## LISTED RECORDS
*** Begin section ***
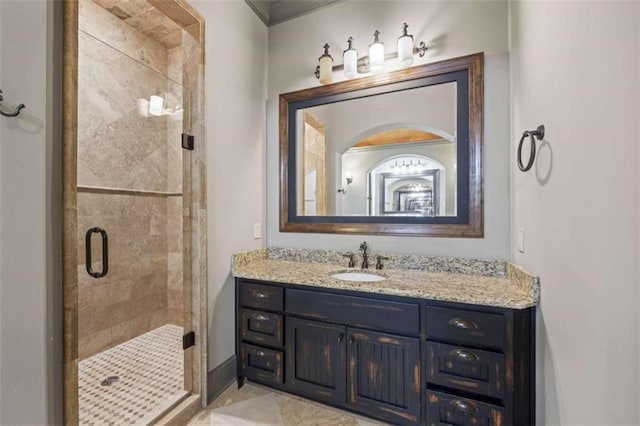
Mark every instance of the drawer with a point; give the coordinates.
(465, 327)
(466, 369)
(260, 296)
(359, 312)
(445, 409)
(261, 327)
(261, 364)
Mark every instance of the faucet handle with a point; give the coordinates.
(352, 262)
(379, 260)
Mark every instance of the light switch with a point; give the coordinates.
(521, 240)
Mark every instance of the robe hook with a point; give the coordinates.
(10, 114)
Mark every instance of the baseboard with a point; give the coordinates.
(220, 378)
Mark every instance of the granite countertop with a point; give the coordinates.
(515, 289)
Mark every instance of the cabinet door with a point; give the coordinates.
(384, 375)
(316, 360)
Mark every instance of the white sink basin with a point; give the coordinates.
(357, 276)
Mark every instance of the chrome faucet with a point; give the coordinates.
(365, 255)
(352, 262)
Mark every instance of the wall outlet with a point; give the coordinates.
(521, 240)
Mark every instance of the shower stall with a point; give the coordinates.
(134, 209)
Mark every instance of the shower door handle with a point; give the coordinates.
(105, 252)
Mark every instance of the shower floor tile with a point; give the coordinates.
(150, 370)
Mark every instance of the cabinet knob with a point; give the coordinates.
(462, 323)
(465, 406)
(260, 317)
(464, 355)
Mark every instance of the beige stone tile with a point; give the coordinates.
(300, 413)
(175, 316)
(94, 343)
(106, 26)
(108, 111)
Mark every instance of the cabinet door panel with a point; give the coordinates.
(384, 375)
(316, 359)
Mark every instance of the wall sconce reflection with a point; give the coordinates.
(155, 107)
(349, 179)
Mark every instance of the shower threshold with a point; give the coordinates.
(136, 382)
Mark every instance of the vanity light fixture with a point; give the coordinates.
(372, 63)
(326, 65)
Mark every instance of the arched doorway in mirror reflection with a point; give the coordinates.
(404, 169)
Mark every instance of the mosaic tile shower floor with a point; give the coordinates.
(150, 369)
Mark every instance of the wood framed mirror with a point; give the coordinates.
(384, 136)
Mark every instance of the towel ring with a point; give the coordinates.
(10, 114)
(533, 135)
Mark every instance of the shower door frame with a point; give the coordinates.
(194, 218)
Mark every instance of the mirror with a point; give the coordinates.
(393, 154)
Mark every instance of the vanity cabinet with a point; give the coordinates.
(316, 360)
(398, 359)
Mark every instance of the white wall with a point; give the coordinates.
(30, 340)
(235, 91)
(450, 29)
(575, 67)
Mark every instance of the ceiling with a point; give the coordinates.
(272, 12)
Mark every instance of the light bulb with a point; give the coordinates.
(156, 104)
(350, 60)
(405, 48)
(376, 54)
(326, 66)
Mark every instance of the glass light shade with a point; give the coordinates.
(350, 59)
(376, 57)
(405, 51)
(326, 71)
(156, 103)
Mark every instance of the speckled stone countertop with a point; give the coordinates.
(489, 283)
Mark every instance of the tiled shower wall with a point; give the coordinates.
(120, 148)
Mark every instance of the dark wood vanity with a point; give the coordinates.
(397, 359)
*** End section ***
## ASSIGNED TASK
When you repeat the lines above, keep them exact and leave out each image they contain.

## RESULT OF THE EXERCISE
Mark every instance of the drawer with a point; give the coordinates.
(465, 327)
(466, 369)
(260, 296)
(359, 312)
(445, 409)
(261, 327)
(261, 364)
Mark every instance of the faucet handle with a point; give the coordinates.
(352, 262)
(379, 260)
Mark every instance of the light switch with a point; give the coordinates.
(521, 240)
Mark every instance of the robe hook with a point; give the coordinates.
(10, 114)
Mark every instance of the baseboard with a point; give the coordinates.
(220, 378)
Mark every instance of the granite countertop with a point; give the coordinates.
(515, 289)
Mark every instance of the cabinet door with a point; give the coordinates.
(384, 375)
(316, 360)
Mark every instance of the white sink basin with a point; give the coordinates.
(357, 276)
Mark every instance of the chrome faucet with a point; give the coordinates.
(365, 255)
(352, 262)
Mark every instance of the wall outlet with a point; give the coordinates.
(521, 240)
Mark every instance of the shower stall with a point; give the coordinates.
(134, 209)
Mark every instance of the shower door handle with a point; give the coordinates.
(105, 252)
Mark every instance of the shower floor tile with a point; give the coordinates.
(150, 370)
Mark every instance of the cabinet knob with a point; give the coordinates.
(462, 323)
(465, 406)
(260, 317)
(464, 355)
Mark every instance of the beige stone tile with a point; give the coordinates.
(300, 413)
(175, 316)
(94, 343)
(106, 26)
(108, 111)
Mark every instance of the cabinet door panel with a point; give the coordinates.
(384, 375)
(316, 359)
Mark every instance of the wall sconce reflection with a point; give the coordinates.
(155, 107)
(349, 179)
Mark every instance of the shower threshold with a point; give the coordinates.
(136, 382)
Mark every instance of the vanity light fixture with a point; give the coordinates.
(372, 63)
(326, 65)
Mark every instance of the arched doorway in mirror reflection with a point; give the coordinates.
(404, 169)
Mark every instance of the mosaic tile shower floor with a point; give the coordinates.
(150, 369)
Mark every instance of the wood framed mirror with a point; give the coordinates.
(384, 136)
Mark every instance of the towel ring with a point; give the coordinates.
(10, 114)
(533, 135)
Mark every instance of the shower door frame with a point; give the coordinates.
(194, 218)
Mark every instance of the mirror with a point; give the coordinates.
(393, 154)
Mark every instance of the vanity cabinet with a point; give the coordinates.
(316, 360)
(398, 359)
Mark every instance of the white wall with a point; give the coordinates.
(30, 340)
(235, 91)
(450, 29)
(575, 67)
Mark every instance of the ceiling with a point; give the coordinates.
(272, 12)
Mark every instance of the light bulb with a point; give the coordinates.
(156, 104)
(350, 60)
(405, 48)
(376, 54)
(326, 66)
Mark every instance of the glass light shade with a point; give the coordinates.
(350, 59)
(376, 57)
(405, 51)
(326, 71)
(156, 103)
Mark every instance of the speckled stone countertop with a point; give the coordinates.
(489, 283)
Mark every instance of the tiled shower wall with a point; give the coordinates.
(120, 148)
Mark every instance of the dark wood vanity with a point; give the coordinates.
(397, 359)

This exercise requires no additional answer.